* _PROBLEM STATEMENT_: Copy out every line of the data below, from the line with "Objective — one pin per instance of the belt" up to and including the last line of the data, requests included. Shift each x and y coordinate in the answers by adding -112 to it.

⟨

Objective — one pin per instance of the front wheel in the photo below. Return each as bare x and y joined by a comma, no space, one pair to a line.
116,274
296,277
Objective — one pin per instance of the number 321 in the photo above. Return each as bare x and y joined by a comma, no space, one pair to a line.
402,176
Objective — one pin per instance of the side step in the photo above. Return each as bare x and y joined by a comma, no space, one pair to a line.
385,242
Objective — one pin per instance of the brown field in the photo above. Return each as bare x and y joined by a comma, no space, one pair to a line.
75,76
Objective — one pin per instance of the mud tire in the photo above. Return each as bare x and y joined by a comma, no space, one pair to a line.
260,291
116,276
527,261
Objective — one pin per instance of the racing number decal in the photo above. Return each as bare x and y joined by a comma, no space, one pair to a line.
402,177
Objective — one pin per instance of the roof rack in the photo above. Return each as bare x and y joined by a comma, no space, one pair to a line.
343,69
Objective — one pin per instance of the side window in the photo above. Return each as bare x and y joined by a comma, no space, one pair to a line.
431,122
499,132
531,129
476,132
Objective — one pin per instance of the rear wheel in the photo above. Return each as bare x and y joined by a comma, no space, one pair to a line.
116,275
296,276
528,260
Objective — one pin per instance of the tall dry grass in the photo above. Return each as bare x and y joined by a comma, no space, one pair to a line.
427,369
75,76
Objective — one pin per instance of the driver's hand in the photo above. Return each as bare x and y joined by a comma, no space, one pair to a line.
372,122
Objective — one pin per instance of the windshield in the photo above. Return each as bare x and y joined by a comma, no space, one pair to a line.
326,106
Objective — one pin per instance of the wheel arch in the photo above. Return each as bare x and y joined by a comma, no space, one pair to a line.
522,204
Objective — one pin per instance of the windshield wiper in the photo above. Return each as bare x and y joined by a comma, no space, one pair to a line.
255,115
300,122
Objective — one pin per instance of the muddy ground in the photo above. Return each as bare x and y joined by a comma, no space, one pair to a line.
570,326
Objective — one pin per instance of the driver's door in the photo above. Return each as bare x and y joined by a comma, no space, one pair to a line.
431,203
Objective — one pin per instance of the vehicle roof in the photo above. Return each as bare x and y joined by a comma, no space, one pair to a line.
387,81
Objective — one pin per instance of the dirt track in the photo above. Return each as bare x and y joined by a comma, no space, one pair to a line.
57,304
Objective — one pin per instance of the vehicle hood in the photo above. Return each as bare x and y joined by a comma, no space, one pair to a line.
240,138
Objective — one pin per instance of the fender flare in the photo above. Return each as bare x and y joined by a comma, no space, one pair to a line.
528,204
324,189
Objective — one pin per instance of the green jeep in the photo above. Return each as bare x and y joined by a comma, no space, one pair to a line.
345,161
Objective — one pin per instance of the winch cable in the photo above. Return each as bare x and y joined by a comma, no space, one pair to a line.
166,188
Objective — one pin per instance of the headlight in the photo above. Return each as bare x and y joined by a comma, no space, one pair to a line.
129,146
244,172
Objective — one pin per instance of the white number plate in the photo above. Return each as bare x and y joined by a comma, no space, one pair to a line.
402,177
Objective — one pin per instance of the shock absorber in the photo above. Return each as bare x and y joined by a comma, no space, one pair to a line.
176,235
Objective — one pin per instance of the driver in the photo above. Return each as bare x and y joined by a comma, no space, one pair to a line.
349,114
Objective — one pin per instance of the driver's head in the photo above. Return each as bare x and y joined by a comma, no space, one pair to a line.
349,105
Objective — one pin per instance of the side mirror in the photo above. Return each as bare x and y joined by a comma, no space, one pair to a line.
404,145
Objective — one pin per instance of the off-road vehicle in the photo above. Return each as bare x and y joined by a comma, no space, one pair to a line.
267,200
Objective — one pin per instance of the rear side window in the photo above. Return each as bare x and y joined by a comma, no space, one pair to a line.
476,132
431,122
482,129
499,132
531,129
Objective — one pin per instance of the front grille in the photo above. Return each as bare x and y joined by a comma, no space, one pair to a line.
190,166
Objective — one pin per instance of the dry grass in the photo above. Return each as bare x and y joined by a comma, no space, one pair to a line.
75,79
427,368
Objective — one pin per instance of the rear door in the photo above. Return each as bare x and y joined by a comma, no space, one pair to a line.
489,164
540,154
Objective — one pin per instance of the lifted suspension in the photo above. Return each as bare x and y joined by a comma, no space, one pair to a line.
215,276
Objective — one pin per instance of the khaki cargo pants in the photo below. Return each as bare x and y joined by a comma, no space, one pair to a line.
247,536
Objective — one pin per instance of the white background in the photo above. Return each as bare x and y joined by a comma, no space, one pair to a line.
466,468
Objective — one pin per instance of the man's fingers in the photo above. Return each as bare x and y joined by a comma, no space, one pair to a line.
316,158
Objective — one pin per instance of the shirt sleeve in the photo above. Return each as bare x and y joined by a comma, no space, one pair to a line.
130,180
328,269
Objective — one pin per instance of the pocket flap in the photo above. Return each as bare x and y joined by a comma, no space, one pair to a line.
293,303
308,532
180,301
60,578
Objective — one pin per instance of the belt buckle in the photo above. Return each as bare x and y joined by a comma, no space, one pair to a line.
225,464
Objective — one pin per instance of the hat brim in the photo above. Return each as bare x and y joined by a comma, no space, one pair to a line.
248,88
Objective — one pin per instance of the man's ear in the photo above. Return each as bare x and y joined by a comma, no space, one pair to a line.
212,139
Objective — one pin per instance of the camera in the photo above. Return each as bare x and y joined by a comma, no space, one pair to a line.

⟩

* _REPLY_:
Objective — one pin per instance of the belt buckle in the photo above. Return each as bare x and y joined by a comma, no space, one pair to a line.
113,352
Objective — one pin per instance of the hat brim in the photo above. Return each as bare x and y joined by a comma, no space, one pair to a line.
136,-24
Objective — one pin per instance of the man's ear in the photo above. Return each as bare x and y joined by a comma, no space, one pair to a line.
100,27
Objective — one pin per instance of the camera in the photo above. Return each as bare x and y joined by a comma, no space, one pair to a line.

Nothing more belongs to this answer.